## PAGE TEXT
++++++++
Chinook Crews Swap in Bahrain
Story Number: NNS040121-05
Release Date: 1/21/2004 5:00:00 PM
By Journalist 1st Class (SW) Dennis J. Herring, Commander, U.S. Naval Forces Central Command/Commander, 5th Fleet Public Affairs
MANAMA, Bahrain (NNS) -- Crew members on the first coastal patrol vessel to participate in the Chief of Naval Operations' sea swap initiative met face-to-face Jan. 8, to pass ownership of the ship to the new crew in Bahrain.
Off-going USS Chinook (PC 9) Sailors, who have manned the ship since July 2003, spent the Thursday morning performing various demonstrations at sea with the oncoming crew, USS Tempest (PC 2) Sailors of Little Creek Naval Amphibious Base.
The off-going crew, formerly from USS Tornado (PC 14), is returning to Little Creek for a post-deployment stand-down period and then regaining command of Tornado. This crew was the first non-original crew to take over Chinook during its time in the U.S. 5th Fleet region.
"The 5th Fleet region was a great theater to operate the ship in," said Lt. Cmdr. Dennis Burke, off-going commander of Chinook. "I feel we probably set many records for patrol craft operating here. We were constantly in position to perform the many tasks required.
"Added to the busy schedule here, sea swaps are extremely demanding on the crew," he said. "The crew must make sure every part, every system on the ship is working its best before a new crew takes over."
Patrol craft carry a crew of about 30 Sailors. Compared to a larger ship with sometimes 10 times that number, crew members must take on many responsibilities outside of their ratings.
"Some of the crew have collateral duties that are many times more important than their rating," Burke said. "It is very important to have experienced Sailors who have the ability and experience to handle many roles."
With the limited number of Sailors aboard, Hospital Corpsman 1st Class (SW) John Gregg, oncoming independent duty corpsman, explained he has found more than one "hat" to wear since accepting duty on a patrol craft. Gregg not only takes care of medical issues aboard ship, he is also qualified as an underway officer of the deck and a small-boat coxswain for ship boardings.
Chinook's oncoming commanding officer, Lt. Cmdr. Ray Hartman, explained he and his crew have looked forward to service in the U.S. 5th Fleet area. He added he has found his tours on patrol craft to be a great way to round out his career, since he will retire after his tour aboard Chinook.
"This crew is very unique," Hartman said. "All of the oncoming officers are former enlisted, including myself. Just among the four of us, we have over 60 years of combined service."
The oncoming crew, just like the off-going crew, consists of very experienced, mostly higher ranking Sailors. The new crew has nine 1st class petty officers. and most of its 2nd class petty officers are senior in their rate.
Burke and Hartman agree this seniority gives both crews the skill sets required to do the job required in the region.
"My primary goal now that we are here in 5th Fleet is to get everyone safely back home from deployment," Hartman said. "We came here to perform a safe mission. We came here to do the mission assigned."
++++++++
## PROVIDED RECORDS

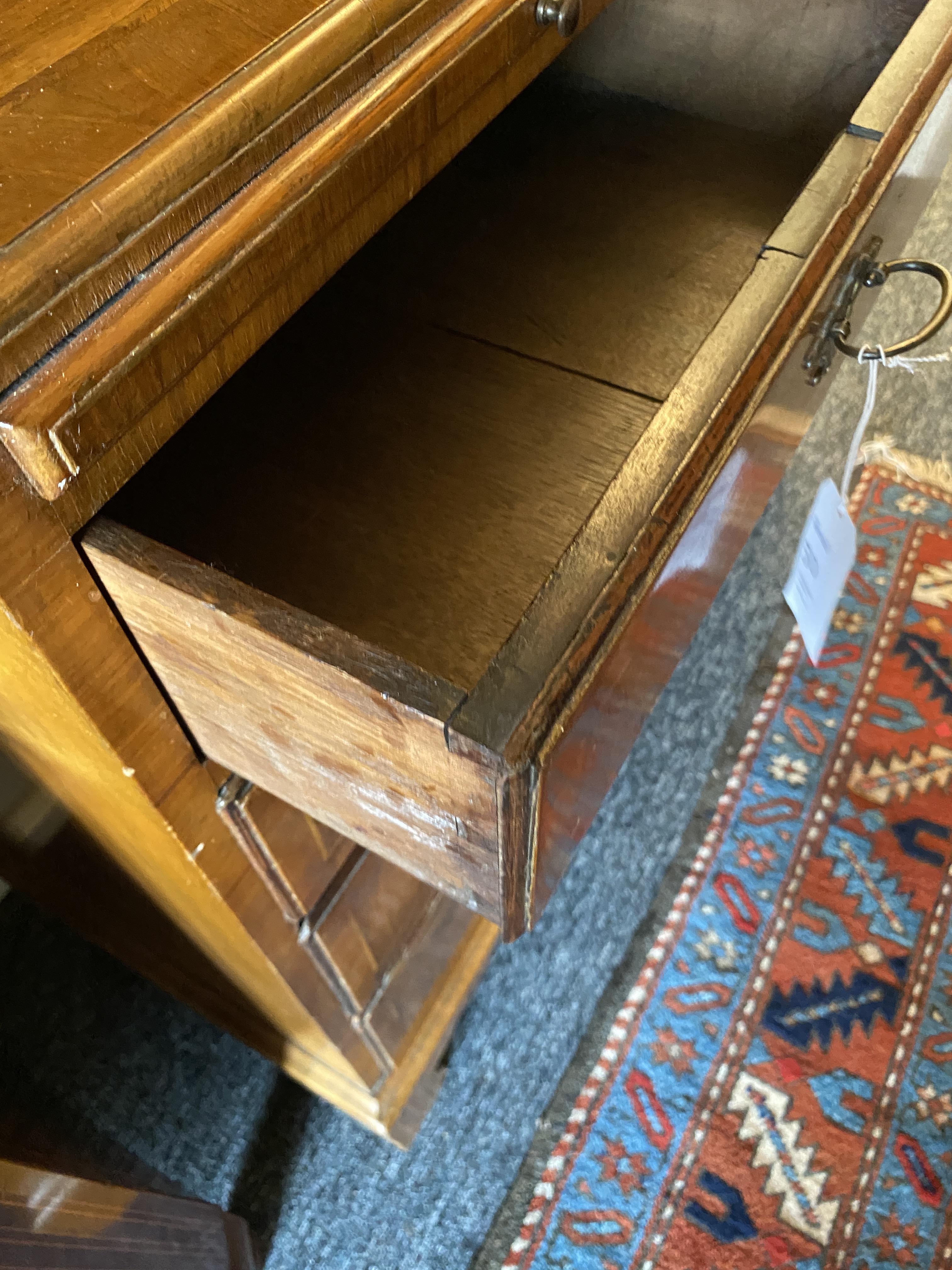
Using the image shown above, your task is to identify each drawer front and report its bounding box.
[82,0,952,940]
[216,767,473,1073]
++++++++
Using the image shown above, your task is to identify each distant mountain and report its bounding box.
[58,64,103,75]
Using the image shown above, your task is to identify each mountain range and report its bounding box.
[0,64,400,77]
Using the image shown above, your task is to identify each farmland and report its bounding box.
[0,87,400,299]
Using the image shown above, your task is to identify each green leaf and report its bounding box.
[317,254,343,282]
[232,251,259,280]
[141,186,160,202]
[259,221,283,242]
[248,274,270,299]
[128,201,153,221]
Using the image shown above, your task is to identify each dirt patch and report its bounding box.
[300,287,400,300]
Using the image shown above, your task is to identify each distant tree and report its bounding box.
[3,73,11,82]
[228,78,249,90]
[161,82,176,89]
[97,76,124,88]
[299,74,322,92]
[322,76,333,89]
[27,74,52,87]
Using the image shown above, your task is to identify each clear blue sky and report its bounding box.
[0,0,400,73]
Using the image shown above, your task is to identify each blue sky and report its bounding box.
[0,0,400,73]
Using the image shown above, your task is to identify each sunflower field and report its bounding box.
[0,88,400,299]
++++++++
## TASK DETAILS
Please answer from the Chinook crew swap story: how many years of combined service do the four oncoming officers have?

## ANSWER BOX
Over 60 years.